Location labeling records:
* * *
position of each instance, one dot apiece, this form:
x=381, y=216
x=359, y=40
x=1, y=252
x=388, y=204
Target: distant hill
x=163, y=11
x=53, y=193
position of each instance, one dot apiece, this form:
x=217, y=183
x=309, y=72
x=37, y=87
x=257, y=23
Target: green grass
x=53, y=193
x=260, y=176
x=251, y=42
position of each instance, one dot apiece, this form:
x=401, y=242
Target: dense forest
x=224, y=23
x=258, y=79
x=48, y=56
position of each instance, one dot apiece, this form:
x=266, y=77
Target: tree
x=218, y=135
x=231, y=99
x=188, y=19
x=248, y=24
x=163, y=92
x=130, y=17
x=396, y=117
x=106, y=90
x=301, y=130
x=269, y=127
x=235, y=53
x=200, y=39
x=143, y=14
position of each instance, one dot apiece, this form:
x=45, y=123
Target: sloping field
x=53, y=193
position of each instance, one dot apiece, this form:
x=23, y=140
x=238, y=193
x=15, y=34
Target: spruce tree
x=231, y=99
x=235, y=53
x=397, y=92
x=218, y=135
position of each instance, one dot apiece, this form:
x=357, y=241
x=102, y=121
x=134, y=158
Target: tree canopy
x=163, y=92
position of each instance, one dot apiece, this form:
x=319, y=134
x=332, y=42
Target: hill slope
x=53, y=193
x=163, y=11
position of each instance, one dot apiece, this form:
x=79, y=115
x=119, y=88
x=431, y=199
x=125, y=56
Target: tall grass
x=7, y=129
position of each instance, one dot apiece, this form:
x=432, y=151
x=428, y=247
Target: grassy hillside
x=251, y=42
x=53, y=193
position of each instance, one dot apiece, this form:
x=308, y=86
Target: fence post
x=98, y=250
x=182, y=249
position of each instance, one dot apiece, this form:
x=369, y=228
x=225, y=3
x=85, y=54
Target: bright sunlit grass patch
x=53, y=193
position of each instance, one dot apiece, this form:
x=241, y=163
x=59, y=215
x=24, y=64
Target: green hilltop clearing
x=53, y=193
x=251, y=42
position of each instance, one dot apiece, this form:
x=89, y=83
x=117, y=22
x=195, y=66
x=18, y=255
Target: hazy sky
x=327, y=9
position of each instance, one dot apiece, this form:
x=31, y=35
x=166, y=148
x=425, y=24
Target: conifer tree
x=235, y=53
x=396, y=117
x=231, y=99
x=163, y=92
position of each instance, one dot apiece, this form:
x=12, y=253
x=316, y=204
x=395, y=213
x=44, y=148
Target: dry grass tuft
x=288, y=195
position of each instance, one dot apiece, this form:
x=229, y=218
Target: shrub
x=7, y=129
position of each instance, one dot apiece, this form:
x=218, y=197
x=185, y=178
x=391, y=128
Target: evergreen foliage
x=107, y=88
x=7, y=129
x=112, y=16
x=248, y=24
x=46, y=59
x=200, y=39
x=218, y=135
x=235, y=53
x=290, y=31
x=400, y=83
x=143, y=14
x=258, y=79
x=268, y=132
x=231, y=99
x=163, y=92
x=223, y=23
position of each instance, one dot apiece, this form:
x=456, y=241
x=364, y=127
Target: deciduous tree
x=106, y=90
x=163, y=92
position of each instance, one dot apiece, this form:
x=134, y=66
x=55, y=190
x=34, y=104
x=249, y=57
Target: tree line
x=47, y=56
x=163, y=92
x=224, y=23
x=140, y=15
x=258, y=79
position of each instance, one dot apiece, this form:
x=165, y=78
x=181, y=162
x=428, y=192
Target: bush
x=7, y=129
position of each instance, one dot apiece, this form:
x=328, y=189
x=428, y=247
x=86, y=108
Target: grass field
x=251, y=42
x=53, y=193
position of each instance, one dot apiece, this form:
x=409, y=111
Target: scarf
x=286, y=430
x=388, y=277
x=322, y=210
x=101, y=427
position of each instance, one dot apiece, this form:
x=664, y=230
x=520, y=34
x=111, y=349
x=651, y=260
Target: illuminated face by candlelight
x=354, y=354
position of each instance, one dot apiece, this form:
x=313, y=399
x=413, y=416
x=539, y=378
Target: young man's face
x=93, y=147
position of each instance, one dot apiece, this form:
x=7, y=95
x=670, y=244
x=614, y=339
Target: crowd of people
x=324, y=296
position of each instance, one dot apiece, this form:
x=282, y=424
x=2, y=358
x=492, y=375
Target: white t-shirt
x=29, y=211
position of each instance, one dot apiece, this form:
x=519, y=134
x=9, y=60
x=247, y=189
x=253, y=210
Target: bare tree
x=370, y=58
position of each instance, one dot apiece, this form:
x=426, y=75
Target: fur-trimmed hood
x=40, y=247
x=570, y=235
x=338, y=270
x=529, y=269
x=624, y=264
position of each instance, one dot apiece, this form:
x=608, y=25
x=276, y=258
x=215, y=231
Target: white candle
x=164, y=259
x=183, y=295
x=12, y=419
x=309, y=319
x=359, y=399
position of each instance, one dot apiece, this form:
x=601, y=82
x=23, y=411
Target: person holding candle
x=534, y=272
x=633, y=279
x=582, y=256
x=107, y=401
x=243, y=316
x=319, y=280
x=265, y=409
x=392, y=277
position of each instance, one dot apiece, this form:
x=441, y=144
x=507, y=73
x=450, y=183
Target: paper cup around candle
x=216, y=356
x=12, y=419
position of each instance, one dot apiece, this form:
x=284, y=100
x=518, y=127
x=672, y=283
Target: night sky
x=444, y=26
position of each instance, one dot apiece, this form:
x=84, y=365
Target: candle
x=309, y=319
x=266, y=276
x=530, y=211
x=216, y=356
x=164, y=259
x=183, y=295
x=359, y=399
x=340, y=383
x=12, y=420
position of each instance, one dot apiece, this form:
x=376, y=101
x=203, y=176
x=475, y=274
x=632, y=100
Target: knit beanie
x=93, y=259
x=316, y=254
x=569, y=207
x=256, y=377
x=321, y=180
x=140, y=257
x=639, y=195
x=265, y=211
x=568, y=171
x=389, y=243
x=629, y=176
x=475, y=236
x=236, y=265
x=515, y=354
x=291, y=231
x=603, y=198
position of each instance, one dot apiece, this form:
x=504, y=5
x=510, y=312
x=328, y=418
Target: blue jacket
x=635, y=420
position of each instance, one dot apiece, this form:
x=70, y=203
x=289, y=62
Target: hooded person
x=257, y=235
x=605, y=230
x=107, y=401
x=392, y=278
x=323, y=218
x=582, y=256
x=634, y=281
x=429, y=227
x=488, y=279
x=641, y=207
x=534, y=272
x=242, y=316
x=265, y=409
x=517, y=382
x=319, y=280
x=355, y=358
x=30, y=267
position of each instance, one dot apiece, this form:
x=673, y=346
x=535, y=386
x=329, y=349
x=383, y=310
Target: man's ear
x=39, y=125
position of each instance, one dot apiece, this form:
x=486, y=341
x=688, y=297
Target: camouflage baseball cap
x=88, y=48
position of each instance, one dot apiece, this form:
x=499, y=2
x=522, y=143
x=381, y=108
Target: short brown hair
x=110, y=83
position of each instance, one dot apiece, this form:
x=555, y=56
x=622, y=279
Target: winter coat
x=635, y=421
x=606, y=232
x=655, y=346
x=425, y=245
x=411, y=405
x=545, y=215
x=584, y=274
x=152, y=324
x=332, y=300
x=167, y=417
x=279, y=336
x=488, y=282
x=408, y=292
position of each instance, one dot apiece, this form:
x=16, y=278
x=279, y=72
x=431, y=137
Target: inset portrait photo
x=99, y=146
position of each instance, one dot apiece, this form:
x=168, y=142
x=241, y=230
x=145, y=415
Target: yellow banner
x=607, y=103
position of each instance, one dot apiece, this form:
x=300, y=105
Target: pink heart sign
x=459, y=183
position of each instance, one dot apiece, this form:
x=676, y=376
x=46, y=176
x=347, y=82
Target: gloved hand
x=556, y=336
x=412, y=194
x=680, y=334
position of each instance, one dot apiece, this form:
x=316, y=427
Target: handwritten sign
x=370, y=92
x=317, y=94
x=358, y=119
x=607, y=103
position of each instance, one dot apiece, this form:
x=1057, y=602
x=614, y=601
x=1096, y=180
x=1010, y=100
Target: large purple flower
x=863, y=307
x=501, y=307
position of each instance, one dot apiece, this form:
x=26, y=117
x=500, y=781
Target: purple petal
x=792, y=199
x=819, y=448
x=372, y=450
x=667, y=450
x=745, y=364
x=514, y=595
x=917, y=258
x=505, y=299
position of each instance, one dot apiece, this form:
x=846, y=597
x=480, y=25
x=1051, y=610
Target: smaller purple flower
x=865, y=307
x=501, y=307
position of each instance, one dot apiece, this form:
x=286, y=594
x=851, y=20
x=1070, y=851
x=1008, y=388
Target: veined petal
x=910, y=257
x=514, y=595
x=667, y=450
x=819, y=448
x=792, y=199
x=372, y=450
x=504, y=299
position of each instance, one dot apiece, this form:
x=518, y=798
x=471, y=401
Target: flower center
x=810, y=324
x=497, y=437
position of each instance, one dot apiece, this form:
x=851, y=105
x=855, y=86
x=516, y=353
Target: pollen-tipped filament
* * *
Goal ▸ Please display, copied in full, each line above that contains the string "sign".

Solution to this problem ▸
Target: pink heart sign
Target: handwritten sign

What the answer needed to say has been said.